PROBLEM A:
Which book does the passage on fathers and family discipleship recommend?
PROBLEM B:
Write the next part of the passage on fathers and family discipleship, starting after its final sentence.

EXCERPT PROVIDED:

※ ※ ※

What can we do, then, to strengthen marriages, to strengthen families, and to promote fathers taking responsibility for spiritual leadership in their families?

First of all, churches must begin to stress repeatedly that fathers have to disciple their children in what it is to live a Christian life. This is simple obedience. The pastor-teachers of the church should equip the fathers to do this (see Ephesians 4:11-12). Because the fathers will have to study scripture in order to teach it, they will grow spiritually as a result of this. This, in turn, will strengthen both the marriage and the family. I highly doubt that many fathers who are consistently leading their families in devotions are also looking to get a divorce.

One option that I favor is a church taking a family-integrated approach. This model stresses the importance of the family remaining together during worship, and also spurs the fathers on in their discipleship roles. If you are interested in this model, or just in parents discipling their children, I highly recommend Voddie Baucham’s recent book entitled, “Family Driven Faith.”

Although I prefer the family-driven model, I don’t necessarily believe that this model itself will cure all the ills of churched families today. I also realize that the vast majority of established churches will not, under any circumstances, switch to a family-driven model. So what else can be done?

Churches must decide that families will be a responsibility. In light of this, those in leadership positions should determine to assist families in growing in Christ. As is mentioned above, this occurs most effectively when the biblical model is followed. Fathers and mothers should be not only encouraged to disciple their kids, but should also be taught how to do so. Many Christians have never seen this done because their parents didn’t do it. The pastors and teachers need to get very practical in how this is to occur, and even model it to the parents directly.

※ ※ ※

INFORMATION PROVIDED:
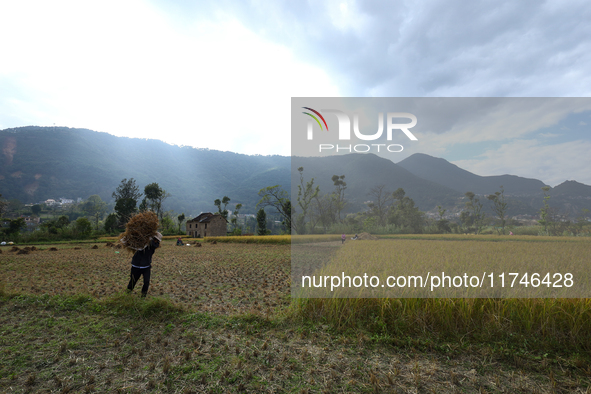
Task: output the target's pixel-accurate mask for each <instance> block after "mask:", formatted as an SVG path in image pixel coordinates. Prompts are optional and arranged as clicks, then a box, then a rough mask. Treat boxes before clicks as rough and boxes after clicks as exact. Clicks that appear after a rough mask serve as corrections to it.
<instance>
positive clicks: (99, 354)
mask: <svg viewBox="0 0 591 394" xmlns="http://www.w3.org/2000/svg"><path fill="white" fill-rule="evenodd" d="M51 248H56V249H57V250H51ZM21 249H22V248H21ZM38 249H39V250H35V251H30V252H29V253H21V254H19V251H16V250H15V251H10V248H8V247H4V248H3V249H2V254H0V278H1V281H2V282H1V283H0V290H2V291H1V292H0V332H1V335H0V392H3V393H4V392H6V393H13V392H14V393H38V392H39V393H74V392H75V393H81V392H88V393H91V392H97V393H103V392H114V393H143V392H153V393H161V392H167V393H243V392H248V393H286V392H288V393H587V392H588V393H591V389H589V386H590V383H589V377H590V376H591V367H590V366H589V364H588V361H587V360H588V358H585V357H579V356H577V355H559V356H547V355H544V354H514V353H513V352H512V351H510V350H503V349H502V346H500V345H495V344H489V345H482V346H481V345H479V344H477V343H471V342H469V341H458V342H449V341H445V340H439V341H438V340H430V339H427V340H425V339H424V338H422V339H421V338H412V337H408V336H405V335H404V334H402V335H400V336H399V337H396V336H391V337H385V336H380V335H373V334H370V333H366V332H364V331H363V330H358V331H355V332H337V331H335V330H334V329H332V328H331V327H330V326H329V325H327V324H324V323H323V322H322V321H321V320H318V321H310V320H303V319H300V318H298V317H297V315H295V316H294V315H293V314H290V313H289V308H288V305H289V304H290V302H291V301H290V288H289V276H290V246H289V245H241V244H220V243H218V244H217V245H212V244H204V245H203V246H202V247H195V246H190V247H186V246H183V247H176V246H173V245H171V244H167V243H165V244H164V245H163V247H162V248H161V249H159V250H157V251H156V254H155V255H154V260H153V271H152V277H153V279H152V285H151V288H150V292H149V296H148V298H147V299H146V300H141V299H140V298H139V296H138V294H139V289H137V288H136V291H135V294H133V295H123V294H121V290H122V289H124V288H125V287H126V285H127V281H128V275H129V262H130V259H131V257H130V256H129V255H127V254H125V253H124V252H121V251H120V250H119V252H120V253H117V252H118V250H116V249H113V248H110V247H105V246H104V244H97V248H95V249H93V244H83V245H53V246H42V247H40V248H38ZM138 286H141V281H140V283H139V284H138ZM15 293H16V294H18V295H16V296H15ZM166 300H169V301H171V302H167V301H166ZM174 304H178V305H180V306H181V308H180V309H181V310H180V311H179V308H176V307H175V306H174ZM571 356H572V357H571Z"/></svg>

※ ※ ※

WRITTEN ANSWER A:
Voddie Baucham's "Family Driven Faith."

WRITTEN ANSWER B:
Another priority of the church must be to try to keep families together whenever possible. Without moving to a family-driven model, churches can make moves to head in this direction. I propose, for example, that churches do away with any form of “Children’s Church.” Families should be worshiping together. Related to this, the youth should sit with their parents instead of in a segregated group (I'm going to tackle the issue of the "youth group" in a later post). A family-integrated Sunday School class ought to be offered. When the church has activities, these should include the entire family whenever possible.

I realize that the above changes will not be welcomed by some people, but if churches want to strengthen families, at least some of these will be put in place.

In short, the two ways the church can strengthen the family are simple. First, keep the family together whenever possible. Second, exhort fathers to fulfill their duty of discipling their families. This is not a complex matter – it is simply a matter of obedience.

8 comments:

Rhea said...

Eric:

I had one thought when reading this post and the previous post: what about kids who attend church with non-Christian parents? While I believe that the family is important, and I believe that parents need to take a far more active role in discipling their children, what about kids who are Christians but who do not come from Christian homes? Perhaps they started attended church with one of their friends. Do you think that parents should be discipling their kids friends (assuming the friends are Christians and from a non-Christian home)? Do you not think that in situations like that a youth group or college age group would be helpful?

Eric said...

Rhea,

Thanks for responding.

You ask an important question. Certainly any church needs to keep in mind kids and youth who come to church and have non-Christian parents. In these situations, my belief is that families should "adopt" these kids while they are at church. For example, they would sit together during worship time.

As for a youth group or Sunday School, kids with no parents at church could be helped by these, but these classes should prioritize the family, thereby showing everyone (kids with saved or unsaved parents) that God's best is for the family to be together.

Somew people say that youth group should be the primary point of discipleship for children. I disagree becuase it does not follow the biblical model, and also simply does not work. Youth group must be a supplement to parental discipleship.

Eric

Rhea said...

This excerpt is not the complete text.